What is expected
Repeat the data word for word. Do not include the pictures.

⟨

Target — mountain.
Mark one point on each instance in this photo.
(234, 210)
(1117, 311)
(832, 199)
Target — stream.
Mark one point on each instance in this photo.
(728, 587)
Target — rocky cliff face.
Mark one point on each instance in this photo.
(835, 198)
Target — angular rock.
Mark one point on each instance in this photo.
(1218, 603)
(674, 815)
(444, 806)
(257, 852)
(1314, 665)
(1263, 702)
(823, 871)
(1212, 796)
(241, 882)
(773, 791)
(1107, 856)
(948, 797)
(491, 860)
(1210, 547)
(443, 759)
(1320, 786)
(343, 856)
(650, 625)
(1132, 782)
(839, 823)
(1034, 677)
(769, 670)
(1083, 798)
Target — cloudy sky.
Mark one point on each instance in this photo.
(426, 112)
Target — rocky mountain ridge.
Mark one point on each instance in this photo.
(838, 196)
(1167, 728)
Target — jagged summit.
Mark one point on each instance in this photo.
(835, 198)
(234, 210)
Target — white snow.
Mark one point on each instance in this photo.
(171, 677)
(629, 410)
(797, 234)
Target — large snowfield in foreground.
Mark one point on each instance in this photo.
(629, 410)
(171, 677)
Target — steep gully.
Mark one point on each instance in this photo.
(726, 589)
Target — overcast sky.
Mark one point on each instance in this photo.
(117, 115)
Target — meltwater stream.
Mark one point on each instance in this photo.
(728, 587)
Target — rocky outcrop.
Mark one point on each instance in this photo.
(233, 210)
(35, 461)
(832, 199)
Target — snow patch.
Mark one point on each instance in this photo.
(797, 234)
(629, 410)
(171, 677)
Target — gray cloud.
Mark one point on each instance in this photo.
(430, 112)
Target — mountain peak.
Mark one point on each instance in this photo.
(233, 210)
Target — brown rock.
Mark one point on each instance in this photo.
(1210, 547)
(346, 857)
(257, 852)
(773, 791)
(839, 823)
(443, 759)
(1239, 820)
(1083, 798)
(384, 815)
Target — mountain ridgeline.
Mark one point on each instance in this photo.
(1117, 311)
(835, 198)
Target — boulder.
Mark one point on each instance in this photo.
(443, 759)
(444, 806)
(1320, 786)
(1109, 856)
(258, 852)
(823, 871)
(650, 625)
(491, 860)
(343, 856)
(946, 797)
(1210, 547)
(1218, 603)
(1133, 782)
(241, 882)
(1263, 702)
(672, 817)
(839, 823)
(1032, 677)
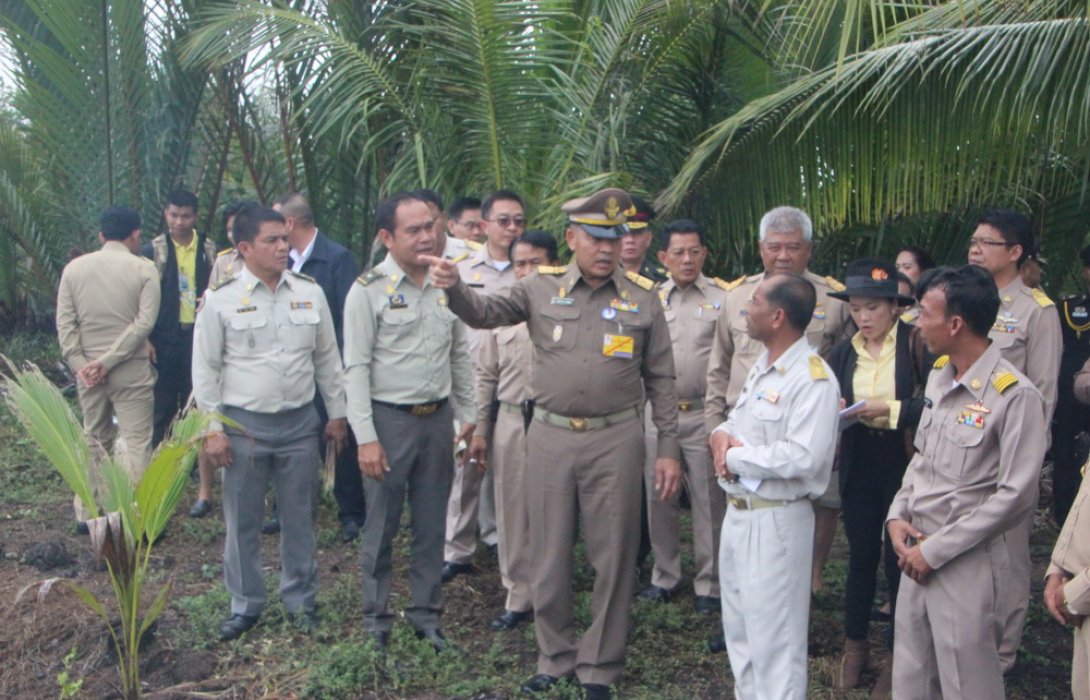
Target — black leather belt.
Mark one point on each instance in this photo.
(416, 409)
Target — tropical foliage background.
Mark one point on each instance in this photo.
(889, 121)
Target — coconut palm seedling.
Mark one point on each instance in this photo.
(133, 515)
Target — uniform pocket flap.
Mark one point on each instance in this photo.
(249, 322)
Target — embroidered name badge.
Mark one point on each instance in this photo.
(972, 419)
(766, 395)
(618, 346)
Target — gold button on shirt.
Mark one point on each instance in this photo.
(874, 379)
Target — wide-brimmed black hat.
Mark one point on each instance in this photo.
(872, 278)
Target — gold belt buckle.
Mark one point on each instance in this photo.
(424, 409)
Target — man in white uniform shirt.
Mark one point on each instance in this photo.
(773, 454)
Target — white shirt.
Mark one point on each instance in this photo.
(786, 418)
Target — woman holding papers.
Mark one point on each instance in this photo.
(881, 372)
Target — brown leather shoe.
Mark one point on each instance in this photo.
(851, 664)
(883, 689)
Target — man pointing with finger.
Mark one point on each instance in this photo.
(601, 345)
(404, 355)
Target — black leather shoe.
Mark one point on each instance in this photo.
(706, 604)
(541, 683)
(350, 531)
(510, 619)
(450, 569)
(201, 508)
(596, 691)
(271, 526)
(235, 625)
(656, 594)
(435, 637)
(305, 622)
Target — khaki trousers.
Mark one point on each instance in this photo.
(508, 465)
(471, 506)
(947, 631)
(129, 394)
(590, 475)
(709, 506)
(764, 570)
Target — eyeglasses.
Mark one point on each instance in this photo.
(505, 220)
(973, 242)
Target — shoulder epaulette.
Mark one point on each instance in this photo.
(302, 276)
(371, 276)
(645, 282)
(223, 282)
(725, 286)
(818, 369)
(1004, 381)
(1041, 298)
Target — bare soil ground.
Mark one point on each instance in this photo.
(667, 653)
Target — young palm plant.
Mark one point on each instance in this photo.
(135, 514)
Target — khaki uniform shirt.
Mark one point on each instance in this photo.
(1072, 554)
(402, 346)
(595, 350)
(505, 365)
(1027, 333)
(263, 349)
(1082, 384)
(480, 273)
(979, 447)
(106, 306)
(691, 314)
(228, 264)
(734, 352)
(786, 415)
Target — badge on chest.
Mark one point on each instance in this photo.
(618, 346)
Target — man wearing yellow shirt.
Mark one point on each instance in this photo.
(183, 258)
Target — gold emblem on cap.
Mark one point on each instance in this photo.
(612, 207)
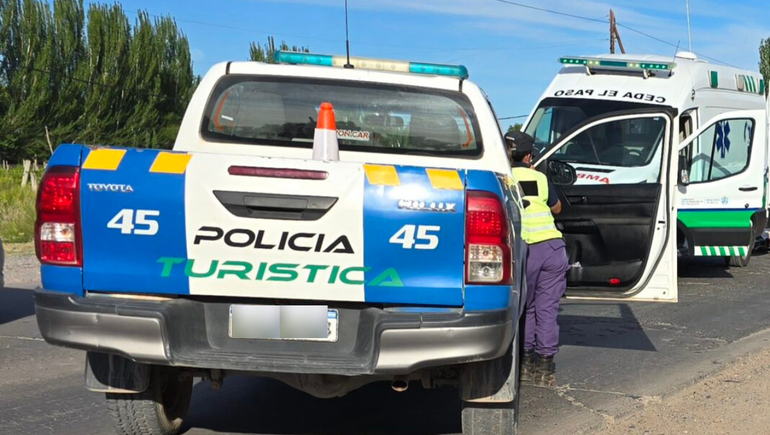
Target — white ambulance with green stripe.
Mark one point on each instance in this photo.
(594, 117)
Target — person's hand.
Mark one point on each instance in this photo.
(527, 160)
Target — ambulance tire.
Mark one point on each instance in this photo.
(494, 418)
(160, 410)
(738, 261)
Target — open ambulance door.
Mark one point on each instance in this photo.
(723, 200)
(618, 214)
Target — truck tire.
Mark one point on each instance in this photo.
(495, 418)
(490, 419)
(160, 410)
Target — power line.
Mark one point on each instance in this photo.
(663, 41)
(580, 17)
(564, 14)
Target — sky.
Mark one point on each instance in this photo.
(510, 51)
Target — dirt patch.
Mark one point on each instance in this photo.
(730, 402)
(21, 268)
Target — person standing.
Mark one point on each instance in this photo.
(547, 263)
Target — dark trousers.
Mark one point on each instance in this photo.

⟩

Exercise result
Target — mountain.
Mark one point on each instance in this photo.
(234, 210)
(1117, 311)
(832, 199)
Target — stream.
Mark one point on each instance in this photo.
(728, 587)
Target — rocky cliff face.
Mark one point on each instance in this photo.
(835, 198)
Target — angular rock.
Mark one point on each instance in this photo.
(1218, 603)
(674, 815)
(444, 806)
(257, 852)
(1314, 665)
(1263, 702)
(823, 871)
(1212, 796)
(241, 882)
(773, 791)
(1107, 856)
(948, 797)
(491, 860)
(1210, 547)
(443, 759)
(1320, 786)
(343, 856)
(650, 625)
(1132, 782)
(839, 823)
(1034, 677)
(769, 670)
(1083, 798)
Target — cloudy sky.
Mark one point on each instance in this photo.
(426, 112)
Target — rocky mountain ridge.
Mark one point on each instance in this photo.
(838, 196)
(1167, 728)
Target — jagged summit.
Mark one point on each instance in this photo.
(835, 198)
(234, 210)
Target — white snow.
Mark one point on each instance in this photo.
(171, 677)
(629, 410)
(797, 234)
Target — large snowfield in foreground.
Mark one point on each instance in this photo.
(629, 410)
(171, 677)
Target — steep gully.
Mark one point on each instance in this photo.
(726, 589)
Target — overcast sky.
Mark one point on each instance in this photo.
(117, 115)
Target — meltwater stream.
Mark one point on each instance in this photo.
(728, 587)
Target — rocky outcrop.
Mark one point on each instance in this photo.
(233, 210)
(35, 461)
(832, 199)
Target — snow patch.
Mark one point on each instance in this photo.
(797, 234)
(629, 410)
(171, 677)
Target — gray cloud.
Mark one point on each instance in this photo.
(430, 112)
Target — mountain peak.
Mark one point on each instance in this photo.
(233, 210)
Target — brown rock.
Mark one point on each instance in this photo.
(1210, 547)
(346, 857)
(257, 852)
(773, 791)
(839, 823)
(443, 759)
(1239, 820)
(1083, 798)
(384, 815)
Target — mountain ridgeline.
Mark one point on each instance in this photo.
(1117, 311)
(835, 198)
Target — boulder.
Mark one point on each instance in this photo.
(443, 759)
(444, 806)
(1320, 786)
(1109, 856)
(258, 852)
(823, 871)
(650, 625)
(491, 860)
(343, 856)
(946, 797)
(1210, 547)
(1218, 603)
(1133, 782)
(241, 882)
(1263, 702)
(672, 817)
(839, 823)
(1032, 677)
Target — black leather belt.
Mark one point on each instance in this photo.
(416, 409)
Target — tropical foliage background.
Mark one point on each instance in this photo.
(889, 121)
Target — coconut palm seedling.
Mark one point on each instance in this photo.
(133, 515)
Target — uniform pocket flap.
Mark one point on each instance in this photo.
(249, 322)
Target — embroidered name badge.
Mark one point on each instance in this photo.
(972, 419)
(766, 395)
(618, 346)
Target — gold button on shirt.
Mark one point on each instance in this photo.
(874, 379)
Target — wide-brimmed black hat.
Mark one point on each instance in this photo.
(872, 278)
Target — gold belt buckle.
Mark one point on each instance in this photo.
(424, 409)
Target — man in white uniform shirt.
Mark one point on each instance in this photo.
(773, 454)
Target — white shirt.
Mark one point on each instance in this photo.
(786, 418)
Target — woman holding papers.
Mark one point on each instance in this photo.
(881, 372)
Target — brown leather shoe.
Mark one point on each instance in this photo.
(851, 664)
(883, 689)
Target — man pointing with finger.
Mark one point on each instance in this photo.
(601, 345)
(404, 355)
Target — black leather shoe.
Mark one point on each instance in this photo.
(706, 604)
(541, 683)
(350, 531)
(510, 619)
(450, 569)
(201, 508)
(596, 691)
(271, 526)
(235, 625)
(656, 594)
(435, 637)
(305, 622)
Target — khaki trousers.
Mark one point on each instance in this photo.
(508, 465)
(471, 506)
(947, 631)
(129, 394)
(590, 475)
(709, 506)
(764, 570)
Target — eyeglasses.
Mark one point on each instance in this photo.
(505, 220)
(973, 242)
Target — shoulder epaulette.
Mark one point on each instance in this photo.
(302, 276)
(371, 276)
(645, 282)
(223, 282)
(725, 286)
(818, 369)
(1004, 381)
(1041, 298)
Target — bare soil ground.
Mark one point on each instance in this photo.
(667, 653)
Target — young palm plant.
Mark one point on each instance in this photo.
(135, 514)
Target — khaki uniform shirt.
Mark one point on each instance in this photo.
(1072, 554)
(402, 346)
(595, 350)
(505, 365)
(1027, 333)
(263, 349)
(1082, 384)
(480, 273)
(979, 447)
(106, 306)
(691, 314)
(228, 264)
(734, 352)
(786, 415)
Target — badge on chest.
Mark one point on each instance in this photo.
(618, 346)
Target — man wearing yellow shirt.
Mark one point on each instance in this photo.
(183, 258)
Target — gold emblem on cap.
Mark one point on each instance in this photo.
(612, 207)
Target — white ambulance with green stripe.
Mark one point on each instance in this photo.
(594, 117)
Target — person's hand.
Mark one point on each instance in this photo.
(527, 160)
Target — ambulance tire.
Mark one point on each instance in this photo.
(494, 418)
(160, 410)
(738, 261)
Target — open ambulance door.
Mark one point on each instance in this photo.
(723, 200)
(618, 214)
Target — truck tire.
Mark one point on each instance in this photo.
(495, 418)
(490, 419)
(160, 410)
Target — power line.
Mark one point on each instance in this photo.
(663, 41)
(580, 17)
(564, 14)
Target — sky.
Mark one point on each instance in this photo.
(510, 51)
Target — dirt patch.
Mark one point on each instance in this photo.
(730, 402)
(21, 268)
Target — person standing.
Mark one point on each instance in this photo.
(547, 263)
Target — dark trousers.
Mark one point on each instance in this photo.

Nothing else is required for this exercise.